TASK PROMPT:
Decide whether each statement agrees with the article on Virginia Polo below: (a) the club began in 1953, (b) each polo team has four riders, (c) the men's final is set for 10 a.m. on April 15. For each, answer yes or no and quote the words of the article that settle it.

Hoos and Hooves: Virginia Polo Turns 70

April 5, 2023 By Matt Kelly, mkelly@virginia.edu Matt Kelly, mkelly@virginia.edu

It started in 1953 as a rag-tag collection of polo devotees. Now, seven decades later, the Virginia Polo Club has evolved into a well-oiled, student-run group of national intercollegiate champions.

The University of Virginia players and ponies will defend that title April 13 and 15 in Charlottesville, during a year when the Virginia Polo Club celebrates its platinum anniversary. On April 13, the women’s semifinals will be held at 10 a.m. and the men’s semifinals at 4 p.m. On April 15, the women’s final will be at 10 a.m. and the men’s final at noon.

To some, polo might look like hockey on horseback. Two teams of three riders each pursue an inflated white ball the size of a large grapefruit, striking at it with long-handled mallets while their horses gallop around a 400- by 150-foot arena.

It is a combination of gamesmanship and horsemanship as the rider working with the horse follows the ball, eyes opponents and keeps in constant communication with teammates as the ball sometimes gets lost in a tangle of legs and dust.

“Polo gets tagged with being elitist,” said Robert Rinehart, an alumni polo player and local resident who’s still involved with the club. “UVA Polo is unique and more of a proletariat offering in its affordability and in that everyone is equal when it comes to the work requirements to be a club member. My hope is that UVA students will continue to enjoy the experience and think fondly of it after graduation.”

The club first started on land rented from engineering professor E.J. Oglesby at his Brook Hill Farm. The players scrounged horses where they could and built a ramshackle shed barn with standing stalls to stable their steeds.

Jenny Germroth, a veteran polo player
Jenny Germroth, a veteran polo player and the development coordinator for Virginia Polo, shows boot camp member Tim Brown how to brush a horse. (Photo by Dan Addison, University Communications)

ENTRIES SHOWN:
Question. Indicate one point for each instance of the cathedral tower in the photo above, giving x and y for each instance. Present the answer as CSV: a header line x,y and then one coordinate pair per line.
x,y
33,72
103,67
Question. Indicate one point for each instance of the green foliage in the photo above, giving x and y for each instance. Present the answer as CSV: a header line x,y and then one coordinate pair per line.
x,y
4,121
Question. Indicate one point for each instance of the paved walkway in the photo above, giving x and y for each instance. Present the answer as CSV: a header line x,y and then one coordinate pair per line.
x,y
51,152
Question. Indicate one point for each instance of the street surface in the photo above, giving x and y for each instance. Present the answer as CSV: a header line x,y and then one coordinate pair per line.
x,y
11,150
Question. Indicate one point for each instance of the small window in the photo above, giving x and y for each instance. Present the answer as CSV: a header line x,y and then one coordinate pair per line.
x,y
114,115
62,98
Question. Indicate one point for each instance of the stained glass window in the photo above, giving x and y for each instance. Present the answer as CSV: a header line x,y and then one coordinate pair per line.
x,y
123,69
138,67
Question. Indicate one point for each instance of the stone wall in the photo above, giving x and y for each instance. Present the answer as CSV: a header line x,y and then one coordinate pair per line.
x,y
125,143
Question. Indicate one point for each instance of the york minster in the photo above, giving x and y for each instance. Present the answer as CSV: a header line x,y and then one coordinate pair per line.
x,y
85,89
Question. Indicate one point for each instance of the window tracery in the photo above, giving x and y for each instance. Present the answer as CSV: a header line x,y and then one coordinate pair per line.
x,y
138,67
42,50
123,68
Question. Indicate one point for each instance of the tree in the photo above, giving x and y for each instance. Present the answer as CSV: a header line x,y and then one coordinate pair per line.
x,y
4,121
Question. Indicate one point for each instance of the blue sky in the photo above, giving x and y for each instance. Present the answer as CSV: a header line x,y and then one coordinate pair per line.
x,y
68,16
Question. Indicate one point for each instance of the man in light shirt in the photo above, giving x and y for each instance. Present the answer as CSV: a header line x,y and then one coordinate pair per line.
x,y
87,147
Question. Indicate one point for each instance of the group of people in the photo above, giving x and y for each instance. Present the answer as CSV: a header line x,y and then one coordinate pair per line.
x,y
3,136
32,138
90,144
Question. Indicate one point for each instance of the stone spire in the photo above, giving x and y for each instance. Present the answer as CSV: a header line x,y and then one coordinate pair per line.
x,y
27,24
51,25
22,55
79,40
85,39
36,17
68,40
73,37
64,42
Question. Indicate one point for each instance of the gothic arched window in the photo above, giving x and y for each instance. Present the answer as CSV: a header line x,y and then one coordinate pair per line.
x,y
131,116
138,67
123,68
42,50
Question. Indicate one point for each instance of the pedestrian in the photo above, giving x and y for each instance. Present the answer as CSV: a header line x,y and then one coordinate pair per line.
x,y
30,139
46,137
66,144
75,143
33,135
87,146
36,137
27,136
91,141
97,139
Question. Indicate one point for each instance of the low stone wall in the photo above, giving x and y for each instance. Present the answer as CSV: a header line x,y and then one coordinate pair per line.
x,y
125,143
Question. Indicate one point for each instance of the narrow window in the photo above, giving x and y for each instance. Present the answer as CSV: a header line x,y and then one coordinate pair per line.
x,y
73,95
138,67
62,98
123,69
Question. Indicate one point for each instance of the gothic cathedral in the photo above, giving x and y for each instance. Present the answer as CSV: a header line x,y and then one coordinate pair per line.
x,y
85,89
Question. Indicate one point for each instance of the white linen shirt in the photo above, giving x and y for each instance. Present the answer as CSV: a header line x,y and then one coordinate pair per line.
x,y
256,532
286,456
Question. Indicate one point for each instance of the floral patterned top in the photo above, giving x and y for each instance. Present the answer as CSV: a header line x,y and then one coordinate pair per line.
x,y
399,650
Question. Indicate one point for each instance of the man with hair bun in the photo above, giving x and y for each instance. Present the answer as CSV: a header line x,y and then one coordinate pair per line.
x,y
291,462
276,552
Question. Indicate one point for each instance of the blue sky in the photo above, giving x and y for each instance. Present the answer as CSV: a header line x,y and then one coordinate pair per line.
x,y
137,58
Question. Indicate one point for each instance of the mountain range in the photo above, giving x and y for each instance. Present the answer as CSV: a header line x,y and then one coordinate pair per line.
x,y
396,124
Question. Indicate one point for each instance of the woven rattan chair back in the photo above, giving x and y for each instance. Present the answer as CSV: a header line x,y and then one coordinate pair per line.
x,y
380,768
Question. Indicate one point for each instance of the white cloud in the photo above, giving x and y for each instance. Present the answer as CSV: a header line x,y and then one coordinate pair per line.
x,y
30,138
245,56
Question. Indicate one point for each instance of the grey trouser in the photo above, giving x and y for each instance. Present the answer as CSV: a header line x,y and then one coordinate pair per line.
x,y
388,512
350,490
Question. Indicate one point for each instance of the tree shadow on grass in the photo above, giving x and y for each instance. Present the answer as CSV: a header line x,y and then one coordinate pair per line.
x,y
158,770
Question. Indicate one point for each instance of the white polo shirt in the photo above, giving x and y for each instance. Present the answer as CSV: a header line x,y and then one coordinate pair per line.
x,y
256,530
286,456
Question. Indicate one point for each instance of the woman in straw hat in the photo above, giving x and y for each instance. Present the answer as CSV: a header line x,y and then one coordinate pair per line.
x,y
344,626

--

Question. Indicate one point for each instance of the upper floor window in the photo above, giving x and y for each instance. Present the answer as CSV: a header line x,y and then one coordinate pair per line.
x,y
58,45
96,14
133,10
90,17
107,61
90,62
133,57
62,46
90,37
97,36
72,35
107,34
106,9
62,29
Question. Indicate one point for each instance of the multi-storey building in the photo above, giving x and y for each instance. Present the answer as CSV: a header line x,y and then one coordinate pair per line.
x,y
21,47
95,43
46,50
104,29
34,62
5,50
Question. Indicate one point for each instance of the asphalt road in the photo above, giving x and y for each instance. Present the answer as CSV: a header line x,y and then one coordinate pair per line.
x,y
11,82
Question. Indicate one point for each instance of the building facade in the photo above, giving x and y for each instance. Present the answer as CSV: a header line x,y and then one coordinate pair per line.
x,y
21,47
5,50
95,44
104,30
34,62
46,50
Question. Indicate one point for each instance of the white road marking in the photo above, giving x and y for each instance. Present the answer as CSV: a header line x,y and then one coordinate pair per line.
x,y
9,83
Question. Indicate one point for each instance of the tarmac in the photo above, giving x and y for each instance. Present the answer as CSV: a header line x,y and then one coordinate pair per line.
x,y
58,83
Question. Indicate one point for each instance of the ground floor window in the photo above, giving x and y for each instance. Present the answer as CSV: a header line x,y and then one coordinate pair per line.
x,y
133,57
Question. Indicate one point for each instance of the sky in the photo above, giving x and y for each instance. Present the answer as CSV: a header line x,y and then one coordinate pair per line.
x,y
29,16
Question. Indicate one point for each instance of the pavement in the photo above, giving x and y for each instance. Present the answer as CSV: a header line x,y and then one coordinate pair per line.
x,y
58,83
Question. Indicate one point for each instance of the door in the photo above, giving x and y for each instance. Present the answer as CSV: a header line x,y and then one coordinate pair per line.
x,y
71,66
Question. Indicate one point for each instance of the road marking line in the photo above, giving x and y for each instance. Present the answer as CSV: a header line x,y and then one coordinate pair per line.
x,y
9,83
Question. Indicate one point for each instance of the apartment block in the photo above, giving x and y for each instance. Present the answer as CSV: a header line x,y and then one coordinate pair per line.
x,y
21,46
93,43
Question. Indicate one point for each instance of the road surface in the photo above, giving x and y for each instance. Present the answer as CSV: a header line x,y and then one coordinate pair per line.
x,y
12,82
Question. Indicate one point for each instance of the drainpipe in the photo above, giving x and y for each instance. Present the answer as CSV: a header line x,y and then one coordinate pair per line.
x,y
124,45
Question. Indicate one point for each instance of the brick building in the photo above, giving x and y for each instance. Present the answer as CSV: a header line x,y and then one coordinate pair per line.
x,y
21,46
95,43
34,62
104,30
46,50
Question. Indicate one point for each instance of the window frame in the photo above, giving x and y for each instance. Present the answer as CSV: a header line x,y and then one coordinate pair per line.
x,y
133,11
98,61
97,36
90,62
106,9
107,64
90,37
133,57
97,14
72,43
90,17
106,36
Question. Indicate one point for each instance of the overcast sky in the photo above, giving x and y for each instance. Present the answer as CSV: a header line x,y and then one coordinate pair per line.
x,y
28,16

COMPLETED TASK:
(a) Yes: "It started in 1953 as a rag-tag collection of polo devotees."
(b) No: "Two teams of three riders each pursue an inflated white ball the size of a large grapefruit"
(c) No: "On April 15, the women’s final will be at 10 a.m. and the men’s final at noon."